Rows in a dataset:
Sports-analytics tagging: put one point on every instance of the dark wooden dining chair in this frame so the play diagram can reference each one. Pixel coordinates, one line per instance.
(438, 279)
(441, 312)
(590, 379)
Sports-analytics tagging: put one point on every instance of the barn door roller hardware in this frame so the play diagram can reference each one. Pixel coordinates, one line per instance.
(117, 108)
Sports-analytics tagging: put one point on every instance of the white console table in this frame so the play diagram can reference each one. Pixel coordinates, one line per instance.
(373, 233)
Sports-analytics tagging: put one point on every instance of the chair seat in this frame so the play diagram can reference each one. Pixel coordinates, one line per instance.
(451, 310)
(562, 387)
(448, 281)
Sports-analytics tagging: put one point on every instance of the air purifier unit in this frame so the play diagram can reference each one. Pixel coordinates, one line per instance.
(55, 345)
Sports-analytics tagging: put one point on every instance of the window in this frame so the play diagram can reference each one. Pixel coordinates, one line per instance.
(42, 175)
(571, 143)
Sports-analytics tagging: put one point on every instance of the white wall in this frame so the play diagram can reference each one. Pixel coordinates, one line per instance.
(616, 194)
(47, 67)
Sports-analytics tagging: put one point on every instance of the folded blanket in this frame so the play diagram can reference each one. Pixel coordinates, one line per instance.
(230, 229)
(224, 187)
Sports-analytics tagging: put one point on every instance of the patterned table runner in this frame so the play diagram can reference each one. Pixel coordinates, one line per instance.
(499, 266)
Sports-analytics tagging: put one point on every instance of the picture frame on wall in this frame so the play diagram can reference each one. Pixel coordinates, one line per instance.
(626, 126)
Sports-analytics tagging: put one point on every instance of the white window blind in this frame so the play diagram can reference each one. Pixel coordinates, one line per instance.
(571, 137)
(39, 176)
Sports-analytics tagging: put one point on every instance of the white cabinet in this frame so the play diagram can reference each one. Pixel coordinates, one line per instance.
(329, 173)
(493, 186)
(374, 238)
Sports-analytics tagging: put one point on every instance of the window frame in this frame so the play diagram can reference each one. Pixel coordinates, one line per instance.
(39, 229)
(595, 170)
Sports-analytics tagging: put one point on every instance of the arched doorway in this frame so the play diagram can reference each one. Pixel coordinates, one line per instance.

==

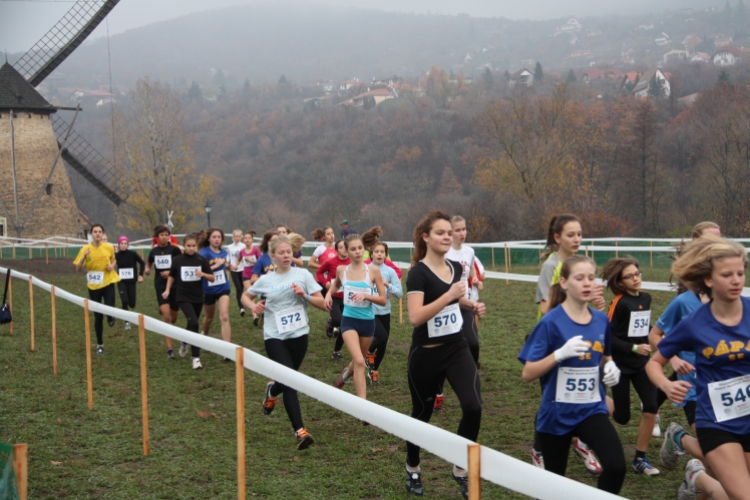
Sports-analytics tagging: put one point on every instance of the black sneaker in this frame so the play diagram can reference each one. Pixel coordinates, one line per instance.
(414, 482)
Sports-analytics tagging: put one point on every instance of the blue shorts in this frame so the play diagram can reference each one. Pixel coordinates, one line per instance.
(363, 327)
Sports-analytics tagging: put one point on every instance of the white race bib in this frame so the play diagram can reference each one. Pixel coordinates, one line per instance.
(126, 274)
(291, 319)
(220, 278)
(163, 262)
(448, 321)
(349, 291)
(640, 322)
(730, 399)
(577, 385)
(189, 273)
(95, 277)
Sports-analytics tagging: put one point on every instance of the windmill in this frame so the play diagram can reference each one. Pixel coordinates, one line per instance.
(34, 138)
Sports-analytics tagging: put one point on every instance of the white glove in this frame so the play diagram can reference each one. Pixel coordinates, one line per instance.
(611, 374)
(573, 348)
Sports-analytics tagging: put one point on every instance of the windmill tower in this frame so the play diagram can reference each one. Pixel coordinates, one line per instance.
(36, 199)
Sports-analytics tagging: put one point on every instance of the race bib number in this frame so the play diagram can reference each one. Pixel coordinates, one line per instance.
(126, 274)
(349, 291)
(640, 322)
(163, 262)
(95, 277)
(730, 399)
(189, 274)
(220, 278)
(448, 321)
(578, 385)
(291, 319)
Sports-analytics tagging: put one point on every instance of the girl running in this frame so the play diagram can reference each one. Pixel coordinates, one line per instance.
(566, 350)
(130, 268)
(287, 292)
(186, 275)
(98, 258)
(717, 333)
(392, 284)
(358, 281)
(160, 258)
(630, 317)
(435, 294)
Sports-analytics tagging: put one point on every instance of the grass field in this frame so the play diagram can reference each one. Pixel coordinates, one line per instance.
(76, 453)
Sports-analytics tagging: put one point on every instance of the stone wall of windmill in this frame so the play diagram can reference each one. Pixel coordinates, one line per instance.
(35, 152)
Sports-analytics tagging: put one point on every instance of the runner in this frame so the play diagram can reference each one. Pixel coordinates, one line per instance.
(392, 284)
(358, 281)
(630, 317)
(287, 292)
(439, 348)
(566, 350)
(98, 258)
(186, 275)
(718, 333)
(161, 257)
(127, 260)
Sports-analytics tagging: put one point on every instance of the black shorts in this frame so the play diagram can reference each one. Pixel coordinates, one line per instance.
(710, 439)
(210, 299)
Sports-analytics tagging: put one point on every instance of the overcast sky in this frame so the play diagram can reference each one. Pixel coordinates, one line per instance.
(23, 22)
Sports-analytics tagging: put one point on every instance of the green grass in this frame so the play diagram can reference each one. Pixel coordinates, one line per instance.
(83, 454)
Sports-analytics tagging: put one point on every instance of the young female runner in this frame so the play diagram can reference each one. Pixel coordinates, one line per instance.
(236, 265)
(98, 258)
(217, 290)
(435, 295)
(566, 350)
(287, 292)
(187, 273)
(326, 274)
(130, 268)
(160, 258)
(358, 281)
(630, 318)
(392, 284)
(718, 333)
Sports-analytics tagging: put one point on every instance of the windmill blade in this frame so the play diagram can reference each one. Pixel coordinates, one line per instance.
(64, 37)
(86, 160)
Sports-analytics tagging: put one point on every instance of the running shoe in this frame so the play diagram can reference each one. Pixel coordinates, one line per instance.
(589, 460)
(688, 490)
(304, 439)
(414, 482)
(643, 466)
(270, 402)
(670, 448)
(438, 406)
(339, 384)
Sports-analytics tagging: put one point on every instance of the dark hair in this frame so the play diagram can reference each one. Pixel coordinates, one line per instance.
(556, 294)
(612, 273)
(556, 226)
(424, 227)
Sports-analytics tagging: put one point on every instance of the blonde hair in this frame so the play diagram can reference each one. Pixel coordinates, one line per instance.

Written request:
Count the lines in the rows that contain the word "table", with case counting. Give only the number.

The output:
2